> [ABOUT THIS TASK]
Give the data again in full. Keep every line the same.

· · · · · · ·

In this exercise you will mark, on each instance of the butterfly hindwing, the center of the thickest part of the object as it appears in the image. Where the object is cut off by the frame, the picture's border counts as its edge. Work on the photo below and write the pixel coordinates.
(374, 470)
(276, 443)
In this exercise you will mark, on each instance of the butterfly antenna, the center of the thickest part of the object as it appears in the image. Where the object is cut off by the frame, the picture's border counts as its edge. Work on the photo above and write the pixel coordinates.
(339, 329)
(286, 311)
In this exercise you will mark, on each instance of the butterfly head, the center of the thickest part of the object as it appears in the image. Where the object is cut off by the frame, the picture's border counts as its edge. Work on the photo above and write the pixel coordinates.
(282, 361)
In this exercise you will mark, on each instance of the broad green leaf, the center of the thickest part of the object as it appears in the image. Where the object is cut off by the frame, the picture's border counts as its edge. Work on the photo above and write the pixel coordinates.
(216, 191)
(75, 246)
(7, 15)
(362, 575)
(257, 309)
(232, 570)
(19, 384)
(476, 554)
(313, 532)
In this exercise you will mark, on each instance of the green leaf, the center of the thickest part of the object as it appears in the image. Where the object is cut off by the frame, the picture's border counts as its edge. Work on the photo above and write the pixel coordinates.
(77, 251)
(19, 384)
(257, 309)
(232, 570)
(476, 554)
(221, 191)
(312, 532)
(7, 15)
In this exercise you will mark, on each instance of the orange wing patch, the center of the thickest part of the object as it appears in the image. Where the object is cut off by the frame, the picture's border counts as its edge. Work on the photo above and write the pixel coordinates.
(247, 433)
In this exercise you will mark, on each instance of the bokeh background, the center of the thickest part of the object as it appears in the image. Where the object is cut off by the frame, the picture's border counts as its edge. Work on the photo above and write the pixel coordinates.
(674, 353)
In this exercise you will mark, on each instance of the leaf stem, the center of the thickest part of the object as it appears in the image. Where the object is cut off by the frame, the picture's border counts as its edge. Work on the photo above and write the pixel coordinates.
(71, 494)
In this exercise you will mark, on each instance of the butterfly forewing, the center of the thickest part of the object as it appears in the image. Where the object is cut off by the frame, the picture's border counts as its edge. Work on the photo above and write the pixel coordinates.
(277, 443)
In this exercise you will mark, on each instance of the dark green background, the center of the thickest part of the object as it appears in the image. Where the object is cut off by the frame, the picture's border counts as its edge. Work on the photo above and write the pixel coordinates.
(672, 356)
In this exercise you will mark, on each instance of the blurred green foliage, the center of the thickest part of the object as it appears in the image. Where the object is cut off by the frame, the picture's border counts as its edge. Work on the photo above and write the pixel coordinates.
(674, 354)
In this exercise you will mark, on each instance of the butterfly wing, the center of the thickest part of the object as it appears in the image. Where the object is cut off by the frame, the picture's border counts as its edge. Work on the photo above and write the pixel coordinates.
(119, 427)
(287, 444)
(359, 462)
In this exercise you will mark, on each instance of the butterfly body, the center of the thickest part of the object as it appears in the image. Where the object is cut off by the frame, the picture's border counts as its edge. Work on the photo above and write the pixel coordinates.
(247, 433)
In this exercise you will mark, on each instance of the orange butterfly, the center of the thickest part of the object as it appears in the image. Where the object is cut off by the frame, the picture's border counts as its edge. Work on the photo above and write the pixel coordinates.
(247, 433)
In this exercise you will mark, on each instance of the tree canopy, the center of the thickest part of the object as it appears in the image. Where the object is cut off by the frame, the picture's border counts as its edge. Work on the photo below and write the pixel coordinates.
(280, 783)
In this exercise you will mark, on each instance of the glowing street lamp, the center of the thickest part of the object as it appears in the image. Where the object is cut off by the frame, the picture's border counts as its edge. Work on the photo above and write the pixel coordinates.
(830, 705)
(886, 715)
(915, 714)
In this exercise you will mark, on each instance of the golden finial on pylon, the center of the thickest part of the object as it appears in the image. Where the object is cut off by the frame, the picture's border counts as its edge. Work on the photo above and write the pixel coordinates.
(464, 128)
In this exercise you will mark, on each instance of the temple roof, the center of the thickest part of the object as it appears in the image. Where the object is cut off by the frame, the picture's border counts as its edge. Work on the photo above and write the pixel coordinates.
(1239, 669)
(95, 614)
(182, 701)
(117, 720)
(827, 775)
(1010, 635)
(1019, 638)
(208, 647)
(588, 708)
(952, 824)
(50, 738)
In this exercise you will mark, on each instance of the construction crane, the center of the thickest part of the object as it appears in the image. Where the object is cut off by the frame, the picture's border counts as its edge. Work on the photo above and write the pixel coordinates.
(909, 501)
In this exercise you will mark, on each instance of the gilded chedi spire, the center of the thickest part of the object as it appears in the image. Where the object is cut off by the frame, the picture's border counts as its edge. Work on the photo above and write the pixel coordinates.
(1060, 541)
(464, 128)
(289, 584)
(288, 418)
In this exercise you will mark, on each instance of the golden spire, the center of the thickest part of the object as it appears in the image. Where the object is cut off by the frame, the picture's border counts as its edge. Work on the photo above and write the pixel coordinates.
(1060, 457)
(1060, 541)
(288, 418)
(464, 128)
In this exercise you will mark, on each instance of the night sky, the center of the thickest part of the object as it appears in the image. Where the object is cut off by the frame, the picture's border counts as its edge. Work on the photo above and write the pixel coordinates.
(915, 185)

· · · · · · ·

> [TASK RESULT]
In this exercise you will mark, on each instance of the butterfly hindwing, the center of the thickest part of the object as it appears in the image. Where the object is cut off by the frame, the picture's border counts as its edge. Work on the photo below and write the pixel coordinates.
(374, 470)
(276, 443)
In this exercise you will mark, on each instance of the butterfly antenna, the center of the thickest part of the object as it appears in the image. Where the object is cut off by the frame, the picture's border counts as its edge. Work on the photo above and write the pixel coordinates.
(339, 329)
(286, 311)
In this exercise you will mark, on each instance of the butterfly head, the center of the thickest part of the object as it appears in the image. Where the object is cut off by the frame, the picture's border counts as its edge. Work on the photo above and write the pixel coordinates.
(282, 361)
In this exercise you will mark, on each instance of the broad green leaf, the center of the thickest part of the object as it appears in the image. Where the object is cut off by the frame, the picture's border counts as its edge. Work on the photo above and write the pixel coordinates.
(216, 191)
(75, 246)
(7, 15)
(362, 575)
(257, 309)
(232, 570)
(19, 384)
(476, 554)
(313, 532)
In this exercise you will mark, on each instance of the green leaf, the center of the thickest part of the object as it appears in the image. Where the object is cut off by the frame, the picture's border counts as its edge. Work on the photo above and write the pixel coordinates.
(77, 251)
(19, 384)
(257, 309)
(232, 570)
(476, 554)
(221, 191)
(312, 532)
(7, 15)
In this exercise you will mark, on each instance of the orange wing patch, the center of the thickest part of the object as it appears in the image. Where the object is cut off by the frame, the picture's border counts as its edge. Work on the photo above and write the pixel coordinates.
(247, 433)
In this exercise you will mark, on each instance of the bokeh background, the center of the thickest part of the object as it appears in the image. Where the object is cut off by the frame, the picture's border counts as its edge. Work on the photo above and write the pixel coordinates.
(674, 353)
In this exercise you will mark, on each instance of the leaf stem, the center of the thickest part of the object as it appears in the image. Where the object is cut off by the frame, the picture's border counts as its edge. Work on the photo above and write the pixel coordinates.
(71, 494)
In this exercise you will mark, on each instance of the butterfly forewing, the center of the thickest part of the object as it appears in the image. Where the object is cut off by the frame, the picture's border counts as its edge. Work on the photo above and write the pixel coordinates.
(277, 443)
In this exercise you will mark, on each instance of the dark green background, the center of the thickest part of the object as it appears in the image. Where the object is cut off by the frame, the picture's border counts as its edge. Work on the photo above and write the pixel coordinates.
(672, 356)
In this exercise you will mark, on each instance of the blurred green foliage, the center of the thickest part of the object as it appears in the image. Where the object is cut off by the frame, the picture's border counts as its edge. Work on the photo above and write the pixel coordinates.
(674, 354)
In this exercise you will mark, on each instance of the butterfly wing, the center of the thickest part of the object as it appears in the image. Where the object is cut off by the frame, the picture's border counts as its edge. Work on the photo above and write the pixel coordinates.
(119, 427)
(287, 444)
(359, 462)
In this exercise you will mark, on each instance of the butterfly body, the center of the thickest part of the object as it appears in the image. Where the object is cut off by the frame, the picture's border counts as its edge. Work on the photo above and write the pixel coordinates.
(247, 433)
In this exercise you will mark, on each instance of the orange butterfly, the center of the thickest part of the object as it appears in the image. Where the object is cut off by the frame, the picture's border counts as its edge. Work on the photo above and write the pixel coordinates.
(247, 433)
In this exercise you will mark, on each instance of the tree canopy, the center of the thickest part of the object as it appears in the image. Where the object is cut off by the frame, the picture's border counts as its edge. Work on the photo below and write the pixel coordinates.
(280, 783)
In this exercise you will mark, on each instance of the glowing street lamp, the center of the thickest part of the object as it appears in the image. Where the object is cut off by the frame, the picture's border counts as its edge. Work on the photo above and write the pixel coordinates.
(830, 705)
(886, 715)
(915, 714)
In this exercise you will mark, on each instance of the golden finial on pylon, the center of the thickest part of the object as it appears in the image. Where the object is cut off by the frame, the picture's border counts as its edge. Work on the photo above and write the pixel coordinates.
(464, 128)
In this exercise you will mark, on each instance of the temple roof, the center of the thickest part of the object as it appears in the image. Where the object is cut off by the frame, the picture's border counts as its edge. Work on the photo above and write the pixel coordinates.
(1239, 669)
(95, 614)
(182, 701)
(117, 720)
(827, 775)
(1010, 635)
(1019, 638)
(208, 647)
(588, 708)
(952, 824)
(50, 738)
In this exercise you will mark, on each instance of the construction crane, the center of the thickest part of the object as it appears in the image. Where the object is cut off by the frame, the picture's border counts as its edge. Work on the photo above and write the pixel coordinates.
(909, 501)
In this exercise you will mark, on each instance of the gilded chedi spire, the center of the thickest part of the object as it appears in the image. Where the object is cut off by the frame, the picture's border counts as its edge. Work on the photo above and write the pixel coordinates.
(1060, 541)
(464, 128)
(289, 584)
(288, 418)
In this exercise you will mark, on each instance of the golden spire, the center of the thickest part of the object as it appears in the image. Where the object is cut off by the frame, the picture's border counts as its edge. Work on the photo above and write the pixel coordinates.
(1060, 457)
(1060, 541)
(288, 418)
(464, 128)
In this exercise you will mark, on each instance of the night sky, the center of the thickest part of the object as it appears in the image. Where the object is cut off by the frame, the picture's border counts as its edge. Work on the photo above and write the pixel coordinates.
(915, 185)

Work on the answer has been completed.